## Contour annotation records
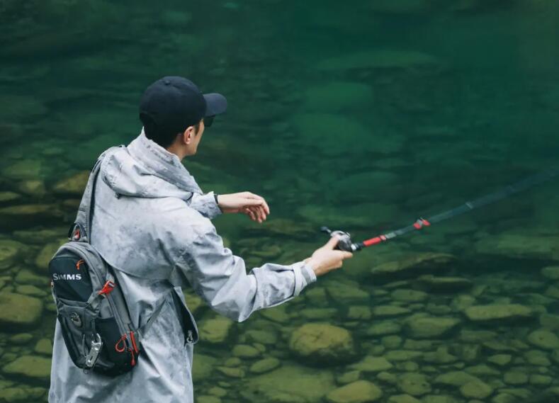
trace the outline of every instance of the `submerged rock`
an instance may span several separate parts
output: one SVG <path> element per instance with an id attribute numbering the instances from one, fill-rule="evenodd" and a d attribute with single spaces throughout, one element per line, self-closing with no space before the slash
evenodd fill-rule
<path id="1" fill-rule="evenodd" d="M 334 375 L 300 365 L 285 365 L 268 373 L 251 376 L 241 389 L 248 403 L 315 403 L 335 388 Z"/>
<path id="2" fill-rule="evenodd" d="M 460 324 L 460 319 L 453 317 L 412 317 L 405 322 L 405 329 L 412 339 L 437 339 L 447 336 Z"/>
<path id="3" fill-rule="evenodd" d="M 43 301 L 34 297 L 0 293 L 0 325 L 5 331 L 17 331 L 35 326 L 43 313 Z"/>
<path id="4" fill-rule="evenodd" d="M 447 270 L 456 258 L 448 254 L 422 253 L 380 264 L 371 271 L 376 283 L 388 283 Z"/>
<path id="5" fill-rule="evenodd" d="M 559 337 L 548 330 L 536 330 L 528 335 L 528 341 L 543 350 L 559 349 Z"/>
<path id="6" fill-rule="evenodd" d="M 351 334 L 344 328 L 311 323 L 295 329 L 289 341 L 290 350 L 309 363 L 332 364 L 356 358 Z"/>
<path id="7" fill-rule="evenodd" d="M 422 396 L 431 392 L 431 385 L 423 374 L 405 373 L 398 378 L 398 388 L 412 396 Z"/>
<path id="8" fill-rule="evenodd" d="M 52 191 L 55 193 L 81 196 L 86 188 L 89 173 L 89 171 L 82 171 L 69 178 L 59 181 L 52 187 Z"/>
<path id="9" fill-rule="evenodd" d="M 473 283 L 463 277 L 436 277 L 432 274 L 420 276 L 418 284 L 431 293 L 454 293 L 472 286 Z"/>
<path id="10" fill-rule="evenodd" d="M 56 205 L 26 204 L 0 208 L 0 227 L 4 229 L 32 227 L 38 223 L 60 223 L 62 212 Z"/>
<path id="11" fill-rule="evenodd" d="M 559 280 L 559 266 L 548 266 L 541 269 L 541 275 L 549 280 Z"/>
<path id="12" fill-rule="evenodd" d="M 0 239 L 0 270 L 8 268 L 17 261 L 25 245 L 11 239 Z"/>
<path id="13" fill-rule="evenodd" d="M 205 343 L 217 344 L 222 343 L 229 336 L 233 321 L 218 317 L 202 321 L 200 326 L 200 339 Z"/>
<path id="14" fill-rule="evenodd" d="M 473 305 L 463 312 L 468 319 L 478 322 L 508 322 L 533 317 L 531 308 L 519 304 Z"/>
<path id="15" fill-rule="evenodd" d="M 559 260 L 559 237 L 534 234 L 503 234 L 485 237 L 475 245 L 478 254 L 507 258 Z"/>
<path id="16" fill-rule="evenodd" d="M 23 356 L 2 367 L 9 376 L 21 376 L 32 380 L 48 380 L 50 378 L 50 358 L 40 356 Z"/>
<path id="17" fill-rule="evenodd" d="M 368 403 L 377 402 L 383 396 L 383 391 L 376 385 L 367 380 L 357 380 L 337 389 L 326 395 L 329 403 Z"/>

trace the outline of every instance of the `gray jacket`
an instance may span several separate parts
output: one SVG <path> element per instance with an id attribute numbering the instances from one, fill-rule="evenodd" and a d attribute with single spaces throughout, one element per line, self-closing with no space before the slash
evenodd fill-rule
<path id="1" fill-rule="evenodd" d="M 135 326 L 164 305 L 144 335 L 137 365 L 116 378 L 75 367 L 57 321 L 49 402 L 193 402 L 198 331 L 193 319 L 193 336 L 185 337 L 177 310 L 191 315 L 181 288 L 192 287 L 213 310 L 241 322 L 290 300 L 316 277 L 302 261 L 266 263 L 247 274 L 243 260 L 224 247 L 210 221 L 220 213 L 213 193 L 203 194 L 179 158 L 143 131 L 127 147 L 104 154 L 91 244 L 116 269 Z M 180 295 L 182 307 L 172 292 Z"/>

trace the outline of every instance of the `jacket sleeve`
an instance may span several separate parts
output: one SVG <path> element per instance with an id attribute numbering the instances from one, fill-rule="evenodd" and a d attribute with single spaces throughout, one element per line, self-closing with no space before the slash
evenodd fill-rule
<path id="1" fill-rule="evenodd" d="M 176 267 L 221 314 L 242 322 L 254 311 L 291 300 L 316 281 L 314 271 L 303 261 L 289 266 L 269 263 L 247 273 L 243 259 L 223 246 L 209 224 L 185 246 Z"/>
<path id="2" fill-rule="evenodd" d="M 190 207 L 210 220 L 222 213 L 220 206 L 215 203 L 213 192 L 203 195 L 193 193 L 190 200 Z"/>

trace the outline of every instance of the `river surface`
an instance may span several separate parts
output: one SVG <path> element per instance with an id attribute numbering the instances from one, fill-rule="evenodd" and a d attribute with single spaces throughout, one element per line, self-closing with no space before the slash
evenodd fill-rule
<path id="1" fill-rule="evenodd" d="M 0 1 L 0 402 L 46 402 L 47 264 L 87 171 L 181 75 L 226 114 L 183 163 L 268 200 L 214 223 L 247 270 L 559 166 L 552 0 Z M 198 403 L 559 401 L 558 182 L 356 254 L 243 323 L 185 290 Z M 324 357 L 327 359 L 324 359 Z"/>

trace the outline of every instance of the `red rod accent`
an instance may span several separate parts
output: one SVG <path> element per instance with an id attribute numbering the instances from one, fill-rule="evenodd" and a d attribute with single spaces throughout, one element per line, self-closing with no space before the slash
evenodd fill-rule
<path id="1" fill-rule="evenodd" d="M 384 239 L 383 238 L 384 238 Z M 380 237 L 375 237 L 374 238 L 371 238 L 371 239 L 367 239 L 366 241 L 363 241 L 363 244 L 365 245 L 366 246 L 370 246 L 371 245 L 376 245 L 377 244 L 380 244 L 385 239 L 386 239 L 386 237 L 384 235 L 381 235 Z"/>
<path id="2" fill-rule="evenodd" d="M 136 353 L 136 354 L 137 354 L 138 348 L 137 346 L 136 346 L 136 338 L 134 337 L 133 331 L 130 331 L 130 340 L 132 340 L 132 346 L 134 348 L 134 351 Z"/>
<path id="3" fill-rule="evenodd" d="M 110 293 L 113 289 L 115 288 L 115 283 L 112 281 L 107 281 L 105 283 L 105 285 L 103 286 L 103 288 L 98 293 L 98 294 L 108 294 Z"/>

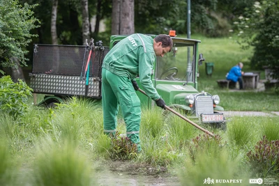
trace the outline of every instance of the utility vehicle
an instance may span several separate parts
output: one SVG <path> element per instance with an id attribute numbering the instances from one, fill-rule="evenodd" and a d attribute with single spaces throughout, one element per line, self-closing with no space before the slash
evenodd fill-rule
<path id="1" fill-rule="evenodd" d="M 45 95 L 39 104 L 52 106 L 69 96 L 100 100 L 103 60 L 110 49 L 127 36 L 112 36 L 110 47 L 103 47 L 101 41 L 94 45 L 92 40 L 84 46 L 34 45 L 30 86 L 34 93 Z M 202 123 L 225 122 L 219 112 L 224 110 L 218 105 L 219 96 L 197 91 L 199 66 L 204 61 L 198 53 L 200 40 L 174 36 L 172 39 L 172 51 L 154 61 L 151 78 L 159 95 L 169 107 L 180 109 Z M 150 98 L 137 93 L 142 105 L 155 107 Z"/>

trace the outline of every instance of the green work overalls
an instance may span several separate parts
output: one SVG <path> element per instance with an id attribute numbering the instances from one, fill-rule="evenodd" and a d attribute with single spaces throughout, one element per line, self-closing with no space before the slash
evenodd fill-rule
<path id="1" fill-rule="evenodd" d="M 140 83 L 153 100 L 160 97 L 153 87 L 151 76 L 155 61 L 153 40 L 143 34 L 133 34 L 121 40 L 105 56 L 102 68 L 102 104 L 104 132 L 114 134 L 119 106 L 126 125 L 127 137 L 141 150 L 140 99 L 131 80 L 140 76 Z"/>

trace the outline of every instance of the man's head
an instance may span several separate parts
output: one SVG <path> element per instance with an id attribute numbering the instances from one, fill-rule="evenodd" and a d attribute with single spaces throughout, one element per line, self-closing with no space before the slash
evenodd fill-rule
<path id="1" fill-rule="evenodd" d="M 171 52 L 172 40 L 165 34 L 158 35 L 153 40 L 153 48 L 156 56 L 163 56 L 165 53 Z"/>
<path id="2" fill-rule="evenodd" d="M 238 65 L 239 66 L 239 68 L 241 68 L 241 69 L 242 69 L 242 68 L 243 67 L 243 63 L 242 63 L 241 62 L 239 62 L 237 65 Z"/>

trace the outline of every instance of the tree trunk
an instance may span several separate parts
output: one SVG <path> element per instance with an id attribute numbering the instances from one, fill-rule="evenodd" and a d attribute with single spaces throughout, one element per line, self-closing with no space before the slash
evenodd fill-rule
<path id="1" fill-rule="evenodd" d="M 81 0 L 82 8 L 82 43 L 86 45 L 85 40 L 90 39 L 89 15 L 88 12 L 88 0 Z"/>
<path id="2" fill-rule="evenodd" d="M 56 19 L 57 19 L 57 7 L 58 0 L 52 0 L 52 12 L 51 21 L 51 33 L 52 45 L 58 45 L 57 32 L 56 32 Z M 54 52 L 53 53 L 54 61 L 52 61 L 52 68 L 50 70 L 50 73 L 56 74 L 59 69 L 59 49 L 58 47 L 54 47 Z"/>
<path id="3" fill-rule="evenodd" d="M 52 45 L 58 45 L 56 32 L 56 18 L 57 18 L 58 0 L 52 0 L 52 12 L 51 22 L 51 33 Z"/>
<path id="4" fill-rule="evenodd" d="M 135 33 L 135 0 L 122 0 L 120 15 L 120 34 Z"/>
<path id="5" fill-rule="evenodd" d="M 19 79 L 25 82 L 24 75 L 23 74 L 22 68 L 20 65 L 20 61 L 18 61 L 17 59 L 15 57 L 12 57 L 10 60 L 15 65 L 12 67 L 11 77 L 13 82 L 17 82 Z"/>
<path id="6" fill-rule="evenodd" d="M 120 34 L 120 6 L 121 0 L 112 0 L 112 35 Z"/>

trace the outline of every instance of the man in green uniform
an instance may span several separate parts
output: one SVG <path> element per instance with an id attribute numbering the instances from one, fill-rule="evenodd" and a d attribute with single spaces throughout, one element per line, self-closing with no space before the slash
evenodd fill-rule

## Exercise objective
Format the lines of the listing from its start through the line containing "473 305 L 463" as a JSON list of strings, one string per line, with blank lines and pictures left out.

## Task output
[
  "trace the outline of every instance of the `submerged rock`",
  "an instance may span several separate parts",
  "output: one SVG <path> element per instance with an id attribute numbering the instances from one, fill-rule=\"evenodd\" and a d attribute with single spaces throughout, one element per line, self-closing with no space before the slash",
  "evenodd fill-rule",
  "<path id=\"1\" fill-rule=\"evenodd\" d=\"M 334 375 L 300 365 L 285 365 L 268 373 L 251 376 L 241 389 L 248 403 L 315 403 L 335 388 Z\"/>",
  "<path id=\"2\" fill-rule=\"evenodd\" d=\"M 460 324 L 460 319 L 453 317 L 412 317 L 405 322 L 405 329 L 412 339 L 437 339 L 447 336 Z\"/>",
  "<path id=\"3\" fill-rule=\"evenodd\" d=\"M 43 301 L 34 297 L 0 293 L 0 325 L 5 331 L 17 331 L 35 326 L 43 313 Z\"/>",
  "<path id=\"4\" fill-rule=\"evenodd\" d=\"M 447 270 L 456 258 L 448 254 L 422 253 L 380 264 L 371 271 L 376 283 L 388 283 Z\"/>",
  "<path id=\"5\" fill-rule=\"evenodd\" d=\"M 559 337 L 548 330 L 536 330 L 528 335 L 528 341 L 543 350 L 559 349 Z\"/>",
  "<path id=\"6\" fill-rule=\"evenodd\" d=\"M 351 334 L 344 328 L 311 323 L 295 329 L 289 341 L 290 350 L 309 363 L 332 364 L 356 358 Z\"/>",
  "<path id=\"7\" fill-rule=\"evenodd\" d=\"M 422 396 L 431 392 L 431 385 L 423 374 L 405 373 L 398 378 L 398 388 L 412 396 Z\"/>",
  "<path id=\"8\" fill-rule=\"evenodd\" d=\"M 52 191 L 55 193 L 81 196 L 86 188 L 89 173 L 89 171 L 82 171 L 69 178 L 59 181 L 52 187 Z\"/>",
  "<path id=\"9\" fill-rule=\"evenodd\" d=\"M 473 283 L 463 277 L 436 277 L 432 274 L 420 276 L 418 284 L 431 293 L 454 293 L 472 286 Z\"/>",
  "<path id=\"10\" fill-rule=\"evenodd\" d=\"M 56 205 L 26 204 L 0 208 L 0 227 L 4 229 L 32 227 L 38 223 L 60 223 L 62 212 Z\"/>",
  "<path id=\"11\" fill-rule=\"evenodd\" d=\"M 559 280 L 559 266 L 548 266 L 541 269 L 541 275 L 549 280 Z\"/>",
  "<path id=\"12\" fill-rule=\"evenodd\" d=\"M 0 239 L 0 270 L 8 268 L 17 261 L 25 245 L 11 239 Z\"/>",
  "<path id=\"13\" fill-rule=\"evenodd\" d=\"M 205 343 L 217 344 L 222 343 L 229 336 L 233 321 L 218 317 L 202 321 L 200 326 L 200 339 Z\"/>",
  "<path id=\"14\" fill-rule=\"evenodd\" d=\"M 473 305 L 463 312 L 468 319 L 478 322 L 508 322 L 533 317 L 531 308 L 519 304 Z\"/>"
]